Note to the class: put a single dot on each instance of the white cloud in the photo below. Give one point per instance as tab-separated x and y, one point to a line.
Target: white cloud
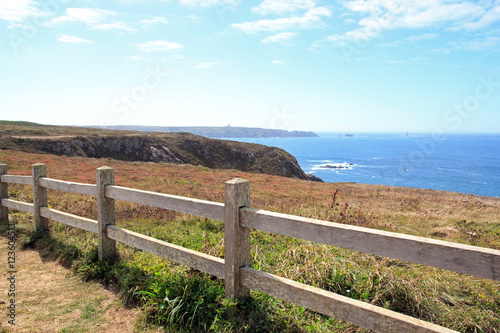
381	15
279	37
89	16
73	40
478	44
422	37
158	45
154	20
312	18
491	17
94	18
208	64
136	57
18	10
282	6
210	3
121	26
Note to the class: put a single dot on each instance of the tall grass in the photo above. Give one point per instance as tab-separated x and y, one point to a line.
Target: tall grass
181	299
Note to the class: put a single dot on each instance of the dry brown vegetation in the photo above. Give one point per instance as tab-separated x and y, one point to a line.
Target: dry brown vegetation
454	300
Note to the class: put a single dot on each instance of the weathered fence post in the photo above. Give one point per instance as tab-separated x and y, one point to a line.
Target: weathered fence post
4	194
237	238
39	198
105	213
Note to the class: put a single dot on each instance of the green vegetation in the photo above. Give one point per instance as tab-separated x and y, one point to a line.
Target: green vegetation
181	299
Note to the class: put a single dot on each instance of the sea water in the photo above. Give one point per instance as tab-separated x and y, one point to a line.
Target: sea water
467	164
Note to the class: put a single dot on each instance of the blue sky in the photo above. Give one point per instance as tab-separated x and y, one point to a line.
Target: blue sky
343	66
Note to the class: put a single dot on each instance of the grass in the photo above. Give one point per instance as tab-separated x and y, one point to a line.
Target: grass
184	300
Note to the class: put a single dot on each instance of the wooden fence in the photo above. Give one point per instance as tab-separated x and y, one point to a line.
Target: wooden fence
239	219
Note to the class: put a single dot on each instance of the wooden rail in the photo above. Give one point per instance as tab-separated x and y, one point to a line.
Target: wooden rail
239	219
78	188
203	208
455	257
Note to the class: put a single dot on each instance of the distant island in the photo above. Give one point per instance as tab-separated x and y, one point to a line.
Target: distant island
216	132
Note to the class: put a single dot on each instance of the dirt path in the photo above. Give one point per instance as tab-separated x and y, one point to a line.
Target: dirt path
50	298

★ ★ ★

→ **What the exercise asks**
Copy every record above exactly as written, but leave out the pictures.

→ **Response for this exercise**
Note to the class: put a single dot on each instance of the white cloud in the photo below. Give one point per instance as tab-separated x and y, one point to a line.
Target: white cloud
381	15
279	37
89	16
73	40
478	44
422	37
158	45
154	20
312	18
491	17
94	18
208	64
136	57
18	10
282	6
210	3
121	26
Note to the class: put a single dot on each instance of the tall grass in the photo above. Give one point per instance as tab-separated x and y, one point to a line.
Target: tall grass
181	299
Note to the class: put a single dot on each instance of the dry brown vegetation in the photo above. Give one point per instance as tab-separated x and y, one point to a line.
Target: dry brown vegetation
454	300
Note to the class: put a single dot on each instance of the weathered fence post in the photo above. Give one point per instance as tab-separated x and y, one point to a line.
Target: weathered fence post
4	194
237	238
39	198
105	213
Note to the class: put a single dot on each instance of the green vegetation in the photo above. Give one point per instance as tab-separated x and y, one point to a line.
Target: green vegetation
181	299
Note to the class: put a single dot on each instance of the sea water in the photo above. Give one point per instance as tab-separated x and y, one point to a line.
Target: sea water
467	164
Note to the class: put a single dot on each instance of the blue sky in the photo above. Give one point per instance as tab-separated x and y, one point to a line.
Target: blue sky
343	66
Note to the class: put a single dot on each instance of the grass in the photo above. Give one point per instance as tab-separated x and y, one point to a line.
Target: grass
184	300
Note to the class: put a single dot on each instance of the wooden fence in the photo above. Give one point per instance as tab-separated x and y, one point to a line.
Target: wooden fence
239	219
Note to the class: put a single dot on each instance of the wooden rail in the photo above. Give one point per instance as tab-separated x and y, one point to a line.
Target: wooden rail
239	219
78	188
203	208
455	257
Note to the class: put a single dot on each instance of the distant island in the photo above. Give one point per instance as tab-separated x and y, one point to a line.
Target: distant island
216	132
Note to the class: put a single dot on each instance of the dirt path in the photo above. Give one point per instance as tab-separated x and y, one point to a line.
Target: dirt path
50	298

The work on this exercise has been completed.